WRITTEN PROBLEM: Show each line from the rows below that contains the word "ceramic", copied in full.
Begin SUPPLIED ENTRIES
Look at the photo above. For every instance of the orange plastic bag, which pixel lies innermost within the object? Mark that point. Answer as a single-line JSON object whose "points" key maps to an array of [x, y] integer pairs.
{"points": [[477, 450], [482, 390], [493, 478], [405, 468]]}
End SUPPLIED ENTRIES
Begin SUPPLIED ENTRIES
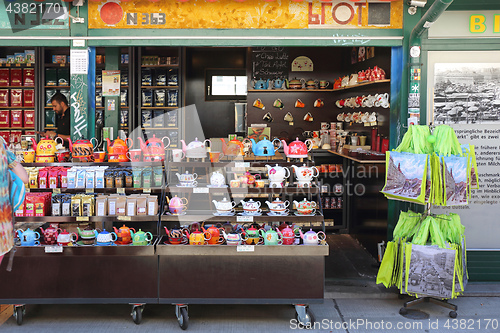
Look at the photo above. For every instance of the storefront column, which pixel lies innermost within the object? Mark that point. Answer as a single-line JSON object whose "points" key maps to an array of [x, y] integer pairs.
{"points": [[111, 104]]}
End SUPPLIED ENTRIES
Begin SUPPLIED ENTRIES
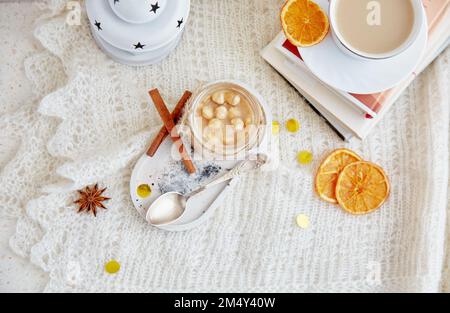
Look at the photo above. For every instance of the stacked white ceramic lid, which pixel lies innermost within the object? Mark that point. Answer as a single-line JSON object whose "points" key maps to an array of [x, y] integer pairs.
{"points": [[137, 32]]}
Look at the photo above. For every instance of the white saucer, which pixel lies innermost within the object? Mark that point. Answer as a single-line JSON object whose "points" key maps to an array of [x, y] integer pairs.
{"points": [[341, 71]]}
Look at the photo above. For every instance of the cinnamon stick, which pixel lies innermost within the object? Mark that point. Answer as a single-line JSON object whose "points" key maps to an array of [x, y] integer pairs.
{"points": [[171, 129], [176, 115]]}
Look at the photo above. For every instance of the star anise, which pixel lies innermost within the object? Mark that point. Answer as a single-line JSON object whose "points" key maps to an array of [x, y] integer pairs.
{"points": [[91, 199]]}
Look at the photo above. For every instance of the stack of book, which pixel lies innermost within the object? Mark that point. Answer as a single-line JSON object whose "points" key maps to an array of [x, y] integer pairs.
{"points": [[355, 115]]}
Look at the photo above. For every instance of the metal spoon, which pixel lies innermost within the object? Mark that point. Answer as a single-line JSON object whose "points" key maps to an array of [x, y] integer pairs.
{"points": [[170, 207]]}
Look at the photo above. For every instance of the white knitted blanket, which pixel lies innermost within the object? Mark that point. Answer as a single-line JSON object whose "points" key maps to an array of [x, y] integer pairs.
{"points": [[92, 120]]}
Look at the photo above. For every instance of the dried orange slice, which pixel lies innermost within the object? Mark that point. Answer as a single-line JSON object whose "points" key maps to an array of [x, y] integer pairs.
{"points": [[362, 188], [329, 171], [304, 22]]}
End SUPPLIED ENTRIES
FULL SOLUTION:
Look at the photo above. For every instance of the stacked white ceramic lid, which pixel lies innermost within the object? Mark that point. Answer as a single-line JSON object whose "points" key maps to an array of [x, y] integer pairs.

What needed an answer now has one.